» **ИСХОДНЫЙ ФРАГМЕНТ**:
+++++
Есть старый, апробированный несколькими поколениями читателей перевод Констанс Гарнетт, и тем не менее несколько лет назад одновременно в двух крупных нью-йоркских издательствах - Вайкинг и Алфред Кноф - вышли два новых перевода этого романа. Не слишком ли много для одной Америки? Поставьте себя на место американского завсегдатая книжных магазинов: какой из трех переводов купить? А какой перевод приобрести библиотекам? Трудно предположить, что американские издатели сговорились, скорее наоборот: знай, скажем, Вайкинг наперед о планах Кнофа, он бы скорее всего воздержался от дубля. Но о старом переводе Гарнетт оба издателя, конечно, знали и тем не менее рискнули. Что ими двигало? Неудовлетворенность прежним переводом, несмотря на то, что именно по этому переводу знают американцы «Преступление и наказание»? Если так, то зря старались: большинство американских рецензентов полагают, что старый перевод лучше новых. то же самое я бы мог сказать и о любимовском переводе многотомного романа Пруста на русский язык: старый перевод Франковского и Морозова адекватнее оригиналу. Так что не всегда новая метла чище метет, чем старая.
Нас, однако, интересует не отличие новых переводов «Преступления и наказания» от старого, а сама проблема перевода с русского на английский. В Америке несколько переводческих школ, а уж переводческих рецептов - видимо-невидимо. Для простоты сведем все это к двум противоположным принципам - переводить буквально или идиоматически? заботиться о верности оригиналу или о читабельности перевода?
Сошлюсь на свой собственный опыт. Я выпустил в Америке несколько книг по-английски и опубликовал сотни статей в американской периодике, имел дело с дюжиной переводчиков. Когда я только приехал в Нью-Йорк, то выбирал переводчиков от степени знания ими русского языка. но вскоре я понял, что это никуда не годный подход. Выводы делать боюсь, но из моего опыта получается, что чем переводчик хуже знает русский, тем лучше у него получается перевод. Перевод тогда только хорош, когда он не заметен, когда не видно, что это перевод. Буквальный перевод, приверженцами которого являются многие слависты, может сгубить книгу. Переводить надо не слова, а фразы, может быть даже абзацы, потому что законы английского языка и американской культуры совсем иные, чем русские. Я помню, как моя знакомая Вера Данэм, славистка и переводчица, удивилась, прочтя название одной нашей с Леной Клепиковой статьи в ежеквартальнике «Antioch» - Between a rock and a hard place.
- Но ведь такой поговорки по-русски нет. У вас, наверно, было «Между молотом и наковальней»?
- Нет, у нас было «Между Сциллой и Харибдой»- признался я.
- Тем более, почему бы так и не перевести: греческая мифология интернациональна.
+++++
» **ЗАДАНИЕ**: Приведите заново часть фрагмента о переводе, начиная со слов «- Но ведь такой» и вплоть до слов «греческая мифология интернациональна.», подставив «античная мифология» вместо «греческая мифология».
+++++
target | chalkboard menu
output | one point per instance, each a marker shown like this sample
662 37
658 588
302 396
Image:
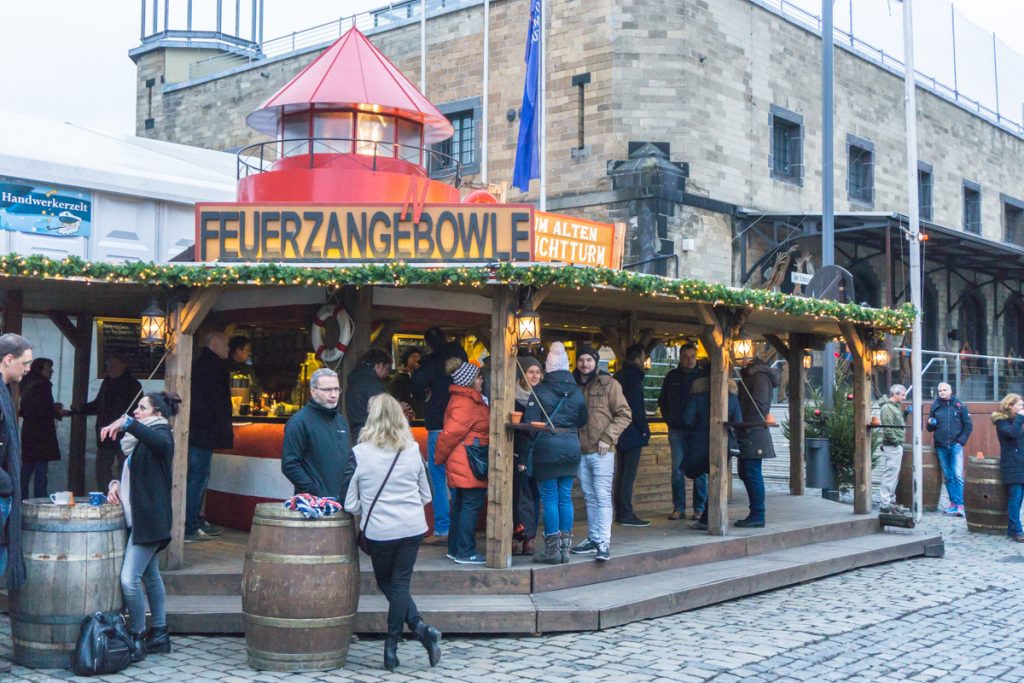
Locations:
121 335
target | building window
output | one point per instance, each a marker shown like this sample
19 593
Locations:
925 190
463 145
785 159
972 207
860 170
1013 220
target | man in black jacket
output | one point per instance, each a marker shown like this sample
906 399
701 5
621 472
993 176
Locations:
+++++
» **ОТВЕТ НА ЗАДАНИЕ**:
- Но ведь такой поговорки по-русски нет. У вас, наверно, было «Между молотом и наковальней»?
- Нет, у нас было «Между Сциллой и Харибдой»- признался я.
- Тем более, почему бы так и не перевести: античная мифология интернациональна.